PROBLEM: Word for word, set down the entries below.

[TASK INPUT]

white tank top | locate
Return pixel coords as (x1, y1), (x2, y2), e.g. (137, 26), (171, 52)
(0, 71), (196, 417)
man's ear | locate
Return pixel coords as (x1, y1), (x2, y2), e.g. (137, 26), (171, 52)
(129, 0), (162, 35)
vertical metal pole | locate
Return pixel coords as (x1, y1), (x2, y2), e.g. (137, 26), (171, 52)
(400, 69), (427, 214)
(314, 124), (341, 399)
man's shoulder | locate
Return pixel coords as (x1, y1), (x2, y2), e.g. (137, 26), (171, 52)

[/TASK INPUT]

THE ANSWER:
white tank top | locate
Return pixel coords as (x1, y1), (x2, y2), e.g. (137, 26), (171, 52)
(0, 71), (196, 417)
man's ear | locate
Return pixel coords as (x1, y1), (x2, y2), e.g. (137, 26), (171, 52)
(129, 0), (162, 35)
vertical metal pole | locate
Return pixel coords as (x1, y1), (x2, y2), e.g. (137, 26), (171, 52)
(400, 69), (427, 214)
(314, 124), (341, 399)
man's shoulder | locate
Return pixel coords as (x1, y1), (x2, y2), e.g. (137, 26), (171, 52)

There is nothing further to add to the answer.